(Saved data entries)
┄┄┄┄┄┄┄┄┄┄
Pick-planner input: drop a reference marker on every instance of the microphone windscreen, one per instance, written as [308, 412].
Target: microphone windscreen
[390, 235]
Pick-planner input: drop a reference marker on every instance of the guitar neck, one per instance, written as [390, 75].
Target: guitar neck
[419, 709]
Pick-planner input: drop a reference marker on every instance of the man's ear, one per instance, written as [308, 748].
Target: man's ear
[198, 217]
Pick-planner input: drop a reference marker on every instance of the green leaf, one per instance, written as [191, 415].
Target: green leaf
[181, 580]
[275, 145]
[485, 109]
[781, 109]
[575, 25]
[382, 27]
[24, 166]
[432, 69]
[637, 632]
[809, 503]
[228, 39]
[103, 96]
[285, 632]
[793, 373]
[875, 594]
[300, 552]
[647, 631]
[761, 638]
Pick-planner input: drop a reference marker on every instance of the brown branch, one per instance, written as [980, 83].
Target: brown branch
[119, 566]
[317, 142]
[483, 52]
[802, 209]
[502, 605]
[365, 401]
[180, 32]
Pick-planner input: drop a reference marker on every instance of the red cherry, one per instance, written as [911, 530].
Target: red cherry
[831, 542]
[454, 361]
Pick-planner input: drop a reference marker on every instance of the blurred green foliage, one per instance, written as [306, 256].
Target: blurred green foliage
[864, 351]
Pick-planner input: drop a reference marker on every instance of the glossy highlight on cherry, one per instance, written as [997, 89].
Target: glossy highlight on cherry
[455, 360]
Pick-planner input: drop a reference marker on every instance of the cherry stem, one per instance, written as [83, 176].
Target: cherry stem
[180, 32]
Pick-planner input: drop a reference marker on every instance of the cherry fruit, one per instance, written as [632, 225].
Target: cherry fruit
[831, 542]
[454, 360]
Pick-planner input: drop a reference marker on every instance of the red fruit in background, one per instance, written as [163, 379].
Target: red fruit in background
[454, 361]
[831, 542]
┄┄┄┄┄┄┄┄┄┄
■ **DIRECTIONS FOR THIS TASK**
Copy these lines down word for word.

■ **THE RESULT**
Pick-planner input: drop a reference marker on every instance of the microphone windscreen, one per instance, written as [308, 412].
Target: microphone windscreen
[390, 235]
Pick-planner input: drop a reference marker on every instance of the guitar neck, one per instance, written as [390, 75].
Target: guitar neck
[419, 709]
Pick-planner input: drop a reference marker on every instance of the man's ear, one per instance, written as [308, 748].
Target: man's ear
[198, 217]
Pick-planner input: drop a reference marker on every instance of the green leaf, one per instance, written as [191, 415].
Target: green leaf
[181, 580]
[275, 145]
[485, 109]
[781, 109]
[575, 25]
[382, 27]
[24, 166]
[432, 69]
[637, 632]
[809, 503]
[228, 39]
[103, 96]
[285, 632]
[793, 373]
[875, 594]
[300, 552]
[647, 631]
[761, 638]
Pick-planner input: drop a reference marker on every instance of the brown branch, one per instance, written as [980, 83].
Target: brown branch
[119, 566]
[317, 142]
[483, 52]
[802, 209]
[502, 605]
[365, 401]
[180, 32]
Pick-planner input: drop a reference marker on every instance of the red cherry, one per instance, written as [911, 530].
Target: red cherry
[831, 542]
[454, 361]
Pick-planner input: drop a reference marker on every instance of the blurred green foliage, one per instance, written as [306, 256].
Target: blurred green foliage
[864, 351]
Pick-planner input: drop a reference marker on every instance of the glossy highlight on cherry, one per instance, written as [997, 89].
Target: glossy highlight on cherry
[455, 360]
Pick-planner input: drop a reference marker on every instance of the cherry stem, one per instance, written as [83, 176].
Target: cherry stem
[180, 32]
Pick-planner input: drop a reference marker on every instance of the cherry fruit, one per instance, written as [632, 225].
Target: cherry fruit
[831, 542]
[454, 360]
Pick-planner input: drop a reference marker on every instance of the red fruit in background, one per instance, written as [163, 379].
Target: red fruit in background
[454, 361]
[831, 542]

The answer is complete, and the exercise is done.